Both the line with "Target | golden elephant statue" and the line with "Target | stone pedestal" in the records below must appear in the output, along with every line between them, exactly and with nothing added.
━━ Material for the task ━━
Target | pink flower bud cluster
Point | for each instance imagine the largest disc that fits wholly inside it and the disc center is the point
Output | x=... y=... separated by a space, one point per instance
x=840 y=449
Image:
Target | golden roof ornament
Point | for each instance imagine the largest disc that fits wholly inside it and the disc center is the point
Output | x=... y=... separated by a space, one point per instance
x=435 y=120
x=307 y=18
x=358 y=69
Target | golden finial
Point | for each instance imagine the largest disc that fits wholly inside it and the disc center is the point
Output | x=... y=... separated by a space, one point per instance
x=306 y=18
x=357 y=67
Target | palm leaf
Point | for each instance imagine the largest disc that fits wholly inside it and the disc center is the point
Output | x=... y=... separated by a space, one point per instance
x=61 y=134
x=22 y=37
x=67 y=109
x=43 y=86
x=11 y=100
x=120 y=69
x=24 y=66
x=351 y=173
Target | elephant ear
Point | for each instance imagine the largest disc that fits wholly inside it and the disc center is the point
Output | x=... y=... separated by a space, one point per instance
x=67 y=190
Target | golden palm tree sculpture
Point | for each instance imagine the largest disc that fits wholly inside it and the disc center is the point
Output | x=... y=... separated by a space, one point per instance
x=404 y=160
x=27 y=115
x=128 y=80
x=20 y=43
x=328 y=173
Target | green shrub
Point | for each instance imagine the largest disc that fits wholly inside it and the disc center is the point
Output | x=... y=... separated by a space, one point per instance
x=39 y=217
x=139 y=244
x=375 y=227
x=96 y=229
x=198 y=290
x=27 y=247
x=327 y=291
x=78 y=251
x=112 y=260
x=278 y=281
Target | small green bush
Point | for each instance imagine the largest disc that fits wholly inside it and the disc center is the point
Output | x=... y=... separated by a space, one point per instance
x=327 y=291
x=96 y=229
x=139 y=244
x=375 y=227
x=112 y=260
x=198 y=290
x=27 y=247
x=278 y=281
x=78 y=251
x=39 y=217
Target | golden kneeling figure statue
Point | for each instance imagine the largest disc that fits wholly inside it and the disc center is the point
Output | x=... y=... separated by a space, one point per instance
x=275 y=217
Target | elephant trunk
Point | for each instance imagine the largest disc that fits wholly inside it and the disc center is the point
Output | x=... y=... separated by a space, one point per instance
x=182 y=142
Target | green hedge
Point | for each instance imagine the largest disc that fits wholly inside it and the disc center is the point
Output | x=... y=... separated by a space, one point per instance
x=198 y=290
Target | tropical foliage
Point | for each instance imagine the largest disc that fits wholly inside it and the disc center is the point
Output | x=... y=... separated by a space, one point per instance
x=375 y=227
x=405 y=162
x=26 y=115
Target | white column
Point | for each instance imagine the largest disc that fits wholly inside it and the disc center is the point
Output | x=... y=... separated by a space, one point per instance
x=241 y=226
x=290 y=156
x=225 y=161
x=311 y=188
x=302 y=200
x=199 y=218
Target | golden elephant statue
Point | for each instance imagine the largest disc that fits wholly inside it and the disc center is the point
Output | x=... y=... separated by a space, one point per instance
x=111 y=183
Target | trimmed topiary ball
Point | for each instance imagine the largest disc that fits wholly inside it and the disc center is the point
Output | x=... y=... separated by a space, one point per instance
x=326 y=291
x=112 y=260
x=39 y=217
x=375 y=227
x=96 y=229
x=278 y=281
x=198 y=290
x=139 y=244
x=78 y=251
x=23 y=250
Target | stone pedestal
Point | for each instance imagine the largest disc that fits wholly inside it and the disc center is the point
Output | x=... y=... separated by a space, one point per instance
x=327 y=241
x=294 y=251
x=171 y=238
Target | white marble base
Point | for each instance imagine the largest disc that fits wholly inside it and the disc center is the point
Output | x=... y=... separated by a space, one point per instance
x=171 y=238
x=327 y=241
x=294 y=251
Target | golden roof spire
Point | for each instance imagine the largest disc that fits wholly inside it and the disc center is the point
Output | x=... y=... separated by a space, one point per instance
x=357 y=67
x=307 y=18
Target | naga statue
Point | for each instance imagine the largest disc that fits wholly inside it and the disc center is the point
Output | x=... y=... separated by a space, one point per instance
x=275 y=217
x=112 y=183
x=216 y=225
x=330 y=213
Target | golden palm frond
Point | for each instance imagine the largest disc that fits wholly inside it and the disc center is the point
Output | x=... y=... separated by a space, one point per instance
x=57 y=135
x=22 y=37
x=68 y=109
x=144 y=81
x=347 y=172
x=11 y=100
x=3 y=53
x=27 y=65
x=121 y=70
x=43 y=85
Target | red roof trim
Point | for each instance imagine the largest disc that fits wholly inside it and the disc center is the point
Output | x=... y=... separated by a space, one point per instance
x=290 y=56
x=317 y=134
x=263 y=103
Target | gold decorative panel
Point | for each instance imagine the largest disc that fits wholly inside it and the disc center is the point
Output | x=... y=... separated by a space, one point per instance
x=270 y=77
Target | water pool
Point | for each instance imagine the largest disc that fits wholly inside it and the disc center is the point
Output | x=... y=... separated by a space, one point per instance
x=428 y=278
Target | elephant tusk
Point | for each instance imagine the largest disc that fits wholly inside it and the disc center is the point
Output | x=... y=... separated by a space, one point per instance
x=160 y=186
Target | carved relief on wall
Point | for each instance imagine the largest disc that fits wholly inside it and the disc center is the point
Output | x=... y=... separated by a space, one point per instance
━━━
▶ **Answer to the problem**
Target | golden elephant statue
Point | for each instance imagine the largest disc that fits wholly inside it and the disc center is the point
Output | x=... y=... separated by a space, one point per instance
x=111 y=183
Target | trimmed topiary ball
Point | for each instance imagine the largest disc that fits wholly inside it and the disc center is the point
Output | x=... y=... separated by a space, one point per instance
x=326 y=291
x=112 y=260
x=39 y=217
x=375 y=227
x=96 y=229
x=278 y=281
x=198 y=290
x=139 y=244
x=78 y=251
x=23 y=250
Target | stone pedestal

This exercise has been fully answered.